» Work order:
Count the lines in the data below that have "sample" in them, and reply with only that number.

» Saved data entries:

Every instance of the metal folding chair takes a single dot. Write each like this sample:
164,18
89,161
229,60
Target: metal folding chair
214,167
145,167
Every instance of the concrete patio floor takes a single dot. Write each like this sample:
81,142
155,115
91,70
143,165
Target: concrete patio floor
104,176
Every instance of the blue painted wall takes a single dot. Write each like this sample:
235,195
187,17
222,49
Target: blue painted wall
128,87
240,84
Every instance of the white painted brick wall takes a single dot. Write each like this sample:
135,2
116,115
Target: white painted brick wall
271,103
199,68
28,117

» Task answer:
4